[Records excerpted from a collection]
■ ■ ■ ■ ■ ■ ■

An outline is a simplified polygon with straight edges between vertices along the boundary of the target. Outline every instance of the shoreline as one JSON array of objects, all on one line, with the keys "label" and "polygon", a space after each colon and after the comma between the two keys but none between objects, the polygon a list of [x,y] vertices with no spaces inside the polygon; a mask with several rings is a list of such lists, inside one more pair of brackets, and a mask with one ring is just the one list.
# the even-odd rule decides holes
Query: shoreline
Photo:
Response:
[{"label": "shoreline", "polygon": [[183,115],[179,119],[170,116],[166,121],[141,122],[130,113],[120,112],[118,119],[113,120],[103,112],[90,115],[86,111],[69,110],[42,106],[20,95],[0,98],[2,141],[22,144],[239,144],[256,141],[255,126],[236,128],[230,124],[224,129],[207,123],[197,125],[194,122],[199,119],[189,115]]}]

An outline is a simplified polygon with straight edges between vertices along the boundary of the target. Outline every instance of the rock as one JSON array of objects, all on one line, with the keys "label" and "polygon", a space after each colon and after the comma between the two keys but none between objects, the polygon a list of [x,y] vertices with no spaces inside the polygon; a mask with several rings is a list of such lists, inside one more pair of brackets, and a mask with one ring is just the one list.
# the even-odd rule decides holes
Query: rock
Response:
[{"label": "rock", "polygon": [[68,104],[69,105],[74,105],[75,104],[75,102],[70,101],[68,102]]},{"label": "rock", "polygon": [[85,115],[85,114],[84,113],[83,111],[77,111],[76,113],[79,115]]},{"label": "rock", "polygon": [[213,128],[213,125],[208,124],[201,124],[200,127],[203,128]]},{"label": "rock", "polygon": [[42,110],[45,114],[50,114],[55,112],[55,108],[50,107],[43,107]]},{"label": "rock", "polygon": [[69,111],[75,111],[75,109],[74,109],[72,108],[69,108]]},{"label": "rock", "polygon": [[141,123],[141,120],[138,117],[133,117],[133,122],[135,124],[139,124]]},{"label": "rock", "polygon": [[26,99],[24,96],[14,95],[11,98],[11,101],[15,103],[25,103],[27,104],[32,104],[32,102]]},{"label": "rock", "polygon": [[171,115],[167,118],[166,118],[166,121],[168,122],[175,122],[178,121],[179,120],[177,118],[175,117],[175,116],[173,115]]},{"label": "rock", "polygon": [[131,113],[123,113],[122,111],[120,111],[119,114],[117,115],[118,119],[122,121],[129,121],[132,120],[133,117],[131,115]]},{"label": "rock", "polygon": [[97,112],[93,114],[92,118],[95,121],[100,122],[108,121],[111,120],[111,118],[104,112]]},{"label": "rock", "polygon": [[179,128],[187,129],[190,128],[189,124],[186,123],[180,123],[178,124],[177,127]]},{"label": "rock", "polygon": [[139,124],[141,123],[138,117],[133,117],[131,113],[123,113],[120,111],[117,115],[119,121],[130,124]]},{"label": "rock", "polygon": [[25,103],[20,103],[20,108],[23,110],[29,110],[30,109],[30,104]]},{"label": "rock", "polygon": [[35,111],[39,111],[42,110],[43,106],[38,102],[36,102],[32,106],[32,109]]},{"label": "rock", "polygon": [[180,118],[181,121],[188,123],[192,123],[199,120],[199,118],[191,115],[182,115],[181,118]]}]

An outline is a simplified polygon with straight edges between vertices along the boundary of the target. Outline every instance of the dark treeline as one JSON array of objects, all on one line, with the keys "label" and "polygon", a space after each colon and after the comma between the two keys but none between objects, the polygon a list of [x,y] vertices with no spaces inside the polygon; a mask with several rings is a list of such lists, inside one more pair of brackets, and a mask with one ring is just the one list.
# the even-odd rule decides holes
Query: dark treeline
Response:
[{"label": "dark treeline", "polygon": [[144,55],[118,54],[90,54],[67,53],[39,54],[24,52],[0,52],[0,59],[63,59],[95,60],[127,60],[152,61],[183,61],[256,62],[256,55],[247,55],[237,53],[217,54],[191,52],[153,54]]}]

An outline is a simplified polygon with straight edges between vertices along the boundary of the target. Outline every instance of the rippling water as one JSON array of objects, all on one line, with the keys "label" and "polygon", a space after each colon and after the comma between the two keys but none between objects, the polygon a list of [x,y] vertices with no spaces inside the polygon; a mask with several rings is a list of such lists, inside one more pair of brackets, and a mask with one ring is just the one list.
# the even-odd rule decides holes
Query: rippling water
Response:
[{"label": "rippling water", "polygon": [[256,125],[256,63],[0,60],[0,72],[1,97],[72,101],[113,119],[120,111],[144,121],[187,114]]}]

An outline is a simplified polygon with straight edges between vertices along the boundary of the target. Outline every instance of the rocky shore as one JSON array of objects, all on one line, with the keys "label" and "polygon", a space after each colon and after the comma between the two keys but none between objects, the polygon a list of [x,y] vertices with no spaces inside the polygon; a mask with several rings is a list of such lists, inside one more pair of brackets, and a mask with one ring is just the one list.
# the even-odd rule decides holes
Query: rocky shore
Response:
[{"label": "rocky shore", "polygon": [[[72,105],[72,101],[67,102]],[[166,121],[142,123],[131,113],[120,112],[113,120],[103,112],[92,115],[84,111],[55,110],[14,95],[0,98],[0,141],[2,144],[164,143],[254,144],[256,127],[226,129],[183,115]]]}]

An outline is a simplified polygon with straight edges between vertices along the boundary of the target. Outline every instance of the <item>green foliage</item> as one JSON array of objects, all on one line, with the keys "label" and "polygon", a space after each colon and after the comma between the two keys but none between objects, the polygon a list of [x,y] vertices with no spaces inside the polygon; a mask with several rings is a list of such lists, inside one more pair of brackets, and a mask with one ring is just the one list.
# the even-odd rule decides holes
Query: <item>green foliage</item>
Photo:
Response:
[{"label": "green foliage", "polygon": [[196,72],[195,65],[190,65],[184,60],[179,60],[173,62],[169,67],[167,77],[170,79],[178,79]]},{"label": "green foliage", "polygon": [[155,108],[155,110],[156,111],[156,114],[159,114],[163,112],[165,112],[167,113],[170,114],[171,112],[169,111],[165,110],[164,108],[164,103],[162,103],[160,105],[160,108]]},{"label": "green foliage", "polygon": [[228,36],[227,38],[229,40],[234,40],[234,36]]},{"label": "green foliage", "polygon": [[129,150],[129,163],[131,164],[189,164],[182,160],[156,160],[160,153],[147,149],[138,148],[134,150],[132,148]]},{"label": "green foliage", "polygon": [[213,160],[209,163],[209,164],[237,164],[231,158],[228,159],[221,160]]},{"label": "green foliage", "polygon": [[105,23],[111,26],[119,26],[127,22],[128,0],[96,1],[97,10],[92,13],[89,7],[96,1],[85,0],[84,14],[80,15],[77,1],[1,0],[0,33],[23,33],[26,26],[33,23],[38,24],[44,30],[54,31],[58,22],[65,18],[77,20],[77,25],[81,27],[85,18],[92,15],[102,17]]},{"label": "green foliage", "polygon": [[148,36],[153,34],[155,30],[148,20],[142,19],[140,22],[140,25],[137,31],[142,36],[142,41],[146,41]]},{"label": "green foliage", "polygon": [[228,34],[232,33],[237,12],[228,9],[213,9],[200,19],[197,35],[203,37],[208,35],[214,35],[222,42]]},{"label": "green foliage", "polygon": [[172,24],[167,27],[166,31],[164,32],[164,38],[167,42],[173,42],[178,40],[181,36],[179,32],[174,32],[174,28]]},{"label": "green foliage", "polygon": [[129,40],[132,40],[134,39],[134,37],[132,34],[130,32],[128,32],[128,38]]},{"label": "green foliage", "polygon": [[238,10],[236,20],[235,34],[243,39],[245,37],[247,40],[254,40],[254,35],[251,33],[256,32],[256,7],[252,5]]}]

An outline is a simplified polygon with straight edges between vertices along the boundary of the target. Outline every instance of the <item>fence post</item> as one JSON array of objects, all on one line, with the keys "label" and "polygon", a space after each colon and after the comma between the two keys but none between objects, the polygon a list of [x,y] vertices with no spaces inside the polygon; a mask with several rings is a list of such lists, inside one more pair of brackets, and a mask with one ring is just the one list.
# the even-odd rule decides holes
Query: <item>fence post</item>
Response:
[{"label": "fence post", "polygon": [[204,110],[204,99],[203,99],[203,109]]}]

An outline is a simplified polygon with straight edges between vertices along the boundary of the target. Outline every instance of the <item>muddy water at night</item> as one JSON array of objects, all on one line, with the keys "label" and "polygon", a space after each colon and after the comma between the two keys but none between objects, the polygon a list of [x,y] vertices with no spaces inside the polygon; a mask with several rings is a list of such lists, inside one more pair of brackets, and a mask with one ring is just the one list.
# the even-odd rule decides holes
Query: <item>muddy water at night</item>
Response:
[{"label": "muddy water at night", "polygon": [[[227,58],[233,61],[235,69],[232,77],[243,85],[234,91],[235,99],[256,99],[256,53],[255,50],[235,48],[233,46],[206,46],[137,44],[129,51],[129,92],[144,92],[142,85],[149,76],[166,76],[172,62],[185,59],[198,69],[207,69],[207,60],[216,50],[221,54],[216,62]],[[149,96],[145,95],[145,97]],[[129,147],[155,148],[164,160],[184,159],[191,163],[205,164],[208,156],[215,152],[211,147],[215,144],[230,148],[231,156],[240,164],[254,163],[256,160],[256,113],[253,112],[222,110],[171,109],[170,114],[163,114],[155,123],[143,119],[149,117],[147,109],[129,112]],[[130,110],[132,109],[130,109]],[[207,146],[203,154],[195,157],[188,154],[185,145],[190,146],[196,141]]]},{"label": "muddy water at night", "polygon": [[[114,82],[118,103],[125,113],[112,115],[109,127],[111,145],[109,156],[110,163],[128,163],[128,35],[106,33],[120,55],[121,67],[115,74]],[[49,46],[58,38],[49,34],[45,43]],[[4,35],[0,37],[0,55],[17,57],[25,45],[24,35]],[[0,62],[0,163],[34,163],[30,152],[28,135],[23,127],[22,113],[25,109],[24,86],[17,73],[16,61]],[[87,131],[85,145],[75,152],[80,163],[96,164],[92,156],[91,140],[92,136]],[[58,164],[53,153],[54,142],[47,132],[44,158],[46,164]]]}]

■ ■ ■ ■ ■ ■ ■

## SHORT EXERCISE
Copy each line exactly, from the line containing "of the <item>muddy" down to the last line of the material, and no other lines.

## EXERCISE SOLUTION
An outline is a simplified polygon with straight edges between vertices along the boundary of the target. Outline every instance of the <item>muddy water at night</item> as one JSON array of objects, all on one line, with the keys "label" and "polygon", a space after each colon and after the comma between the two keys but none between objects, the polygon a list of [x,y] vertices with no spaces inside the polygon; a mask with several rings is a list of such lists, inside one more pair of brackets, and a mask with one ring is just the one list.
# the even-odd rule decides holes
Query: <item>muddy water at night</item>
Response:
[{"label": "muddy water at night", "polygon": [[[227,58],[233,61],[235,69],[232,77],[243,85],[234,91],[235,99],[256,99],[256,53],[255,50],[235,48],[233,46],[206,46],[137,44],[129,51],[129,92],[144,92],[142,85],[149,76],[166,76],[172,62],[185,59],[198,69],[207,69],[207,60],[216,50],[221,54],[216,62]],[[149,96],[145,95],[145,97]],[[129,147],[155,148],[164,160],[184,159],[191,163],[205,164],[208,156],[215,152],[211,147],[215,144],[230,148],[231,156],[240,164],[254,163],[256,160],[256,113],[253,112],[222,110],[171,109],[170,114],[163,114],[155,123],[143,119],[149,117],[147,109],[129,112]],[[130,110],[132,109],[130,109]],[[207,146],[203,154],[195,157],[188,154],[185,145],[190,146],[196,141]]]},{"label": "muddy water at night", "polygon": [[[114,82],[118,103],[125,113],[112,115],[109,127],[111,145],[109,156],[110,163],[128,163],[128,35],[106,33],[120,55],[121,67],[115,74]],[[49,46],[58,38],[49,34],[45,43]],[[4,35],[0,37],[0,55],[17,57],[25,45],[24,35]],[[0,62],[0,163],[34,163],[30,152],[28,135],[23,127],[22,113],[25,109],[24,86],[17,73],[16,61]],[[87,131],[85,145],[75,152],[80,163],[96,164],[92,156],[91,140],[92,136]],[[58,164],[53,153],[54,142],[47,132],[44,158],[46,164]]]}]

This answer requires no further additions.